Count the lines in the material that contain the word "green", treating uppercase and lowercase as different, and give only that number.

[Extracted data entries]
===============

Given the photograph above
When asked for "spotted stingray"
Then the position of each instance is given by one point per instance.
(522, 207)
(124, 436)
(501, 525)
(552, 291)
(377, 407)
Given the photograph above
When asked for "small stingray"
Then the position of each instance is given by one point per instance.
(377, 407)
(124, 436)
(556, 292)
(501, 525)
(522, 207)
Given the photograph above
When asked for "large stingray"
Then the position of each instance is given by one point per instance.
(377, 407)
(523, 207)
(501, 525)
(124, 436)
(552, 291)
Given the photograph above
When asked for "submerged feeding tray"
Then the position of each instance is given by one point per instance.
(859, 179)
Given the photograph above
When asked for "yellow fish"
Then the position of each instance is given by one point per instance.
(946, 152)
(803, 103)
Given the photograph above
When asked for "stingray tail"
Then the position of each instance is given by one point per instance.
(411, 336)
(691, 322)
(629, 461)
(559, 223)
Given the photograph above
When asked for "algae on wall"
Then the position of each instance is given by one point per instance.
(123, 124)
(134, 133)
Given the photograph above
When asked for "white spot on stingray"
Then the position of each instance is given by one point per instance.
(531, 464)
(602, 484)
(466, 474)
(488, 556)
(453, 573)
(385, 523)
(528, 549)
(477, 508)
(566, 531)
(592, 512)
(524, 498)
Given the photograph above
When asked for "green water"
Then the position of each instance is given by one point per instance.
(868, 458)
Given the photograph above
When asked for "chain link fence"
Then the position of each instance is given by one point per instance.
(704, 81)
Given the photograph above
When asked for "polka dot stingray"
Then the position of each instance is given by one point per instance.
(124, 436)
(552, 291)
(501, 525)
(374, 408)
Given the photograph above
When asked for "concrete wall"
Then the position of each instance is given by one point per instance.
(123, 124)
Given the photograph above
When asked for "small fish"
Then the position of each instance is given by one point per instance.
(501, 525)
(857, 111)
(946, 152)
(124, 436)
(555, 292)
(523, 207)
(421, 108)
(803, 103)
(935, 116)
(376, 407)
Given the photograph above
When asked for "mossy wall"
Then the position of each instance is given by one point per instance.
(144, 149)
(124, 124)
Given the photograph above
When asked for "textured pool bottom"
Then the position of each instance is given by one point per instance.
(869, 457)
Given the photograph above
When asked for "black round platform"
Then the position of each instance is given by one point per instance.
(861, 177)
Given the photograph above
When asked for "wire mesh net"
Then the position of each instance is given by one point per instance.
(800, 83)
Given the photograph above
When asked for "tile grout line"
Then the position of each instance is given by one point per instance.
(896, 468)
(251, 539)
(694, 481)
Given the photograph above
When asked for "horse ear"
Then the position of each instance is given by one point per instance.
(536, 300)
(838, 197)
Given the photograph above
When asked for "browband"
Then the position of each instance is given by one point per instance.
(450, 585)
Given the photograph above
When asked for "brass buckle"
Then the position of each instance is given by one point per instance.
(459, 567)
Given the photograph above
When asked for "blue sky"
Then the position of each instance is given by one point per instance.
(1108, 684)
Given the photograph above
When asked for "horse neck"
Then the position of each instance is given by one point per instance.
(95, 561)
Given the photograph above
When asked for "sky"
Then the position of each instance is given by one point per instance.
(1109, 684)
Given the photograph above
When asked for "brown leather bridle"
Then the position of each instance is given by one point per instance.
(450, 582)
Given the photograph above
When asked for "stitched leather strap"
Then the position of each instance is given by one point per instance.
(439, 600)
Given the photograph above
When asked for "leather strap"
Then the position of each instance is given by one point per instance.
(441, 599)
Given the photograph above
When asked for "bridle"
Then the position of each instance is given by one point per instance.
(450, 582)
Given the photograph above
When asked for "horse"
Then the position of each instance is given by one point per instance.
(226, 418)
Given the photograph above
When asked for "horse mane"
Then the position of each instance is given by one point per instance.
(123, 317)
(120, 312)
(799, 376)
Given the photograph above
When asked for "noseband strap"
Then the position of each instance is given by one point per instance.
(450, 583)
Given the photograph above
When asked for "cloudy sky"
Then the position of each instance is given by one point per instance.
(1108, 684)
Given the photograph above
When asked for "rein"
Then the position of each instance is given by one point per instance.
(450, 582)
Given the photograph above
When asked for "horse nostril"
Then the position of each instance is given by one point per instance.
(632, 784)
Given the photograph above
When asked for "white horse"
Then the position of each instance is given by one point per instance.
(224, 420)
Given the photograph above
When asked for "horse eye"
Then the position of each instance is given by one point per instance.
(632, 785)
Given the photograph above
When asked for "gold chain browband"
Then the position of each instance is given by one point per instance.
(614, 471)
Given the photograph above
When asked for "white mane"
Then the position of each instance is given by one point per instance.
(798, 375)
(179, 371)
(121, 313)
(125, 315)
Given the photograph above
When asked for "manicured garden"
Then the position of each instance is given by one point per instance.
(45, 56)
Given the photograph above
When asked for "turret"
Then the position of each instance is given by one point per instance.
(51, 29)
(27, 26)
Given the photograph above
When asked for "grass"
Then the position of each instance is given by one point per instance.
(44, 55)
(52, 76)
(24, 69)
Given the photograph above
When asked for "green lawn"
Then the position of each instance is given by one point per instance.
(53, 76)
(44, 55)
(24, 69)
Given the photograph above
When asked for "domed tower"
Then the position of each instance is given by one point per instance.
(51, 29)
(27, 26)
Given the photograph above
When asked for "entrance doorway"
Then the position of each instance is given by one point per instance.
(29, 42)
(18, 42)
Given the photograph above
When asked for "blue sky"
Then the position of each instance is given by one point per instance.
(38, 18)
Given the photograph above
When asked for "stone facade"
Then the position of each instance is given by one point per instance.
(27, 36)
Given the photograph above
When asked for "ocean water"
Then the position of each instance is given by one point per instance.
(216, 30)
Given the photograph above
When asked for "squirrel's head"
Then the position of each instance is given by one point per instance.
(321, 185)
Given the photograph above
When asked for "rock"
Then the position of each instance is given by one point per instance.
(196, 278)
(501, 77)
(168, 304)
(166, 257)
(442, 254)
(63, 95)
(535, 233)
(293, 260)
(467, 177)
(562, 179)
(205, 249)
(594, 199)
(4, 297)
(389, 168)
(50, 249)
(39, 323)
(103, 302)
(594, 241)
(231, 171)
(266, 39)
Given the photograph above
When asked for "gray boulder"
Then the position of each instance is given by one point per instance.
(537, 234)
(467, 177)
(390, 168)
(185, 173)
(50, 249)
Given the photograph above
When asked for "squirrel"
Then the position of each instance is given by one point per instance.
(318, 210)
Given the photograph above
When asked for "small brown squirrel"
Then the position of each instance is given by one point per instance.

===============

*Response to the task*
2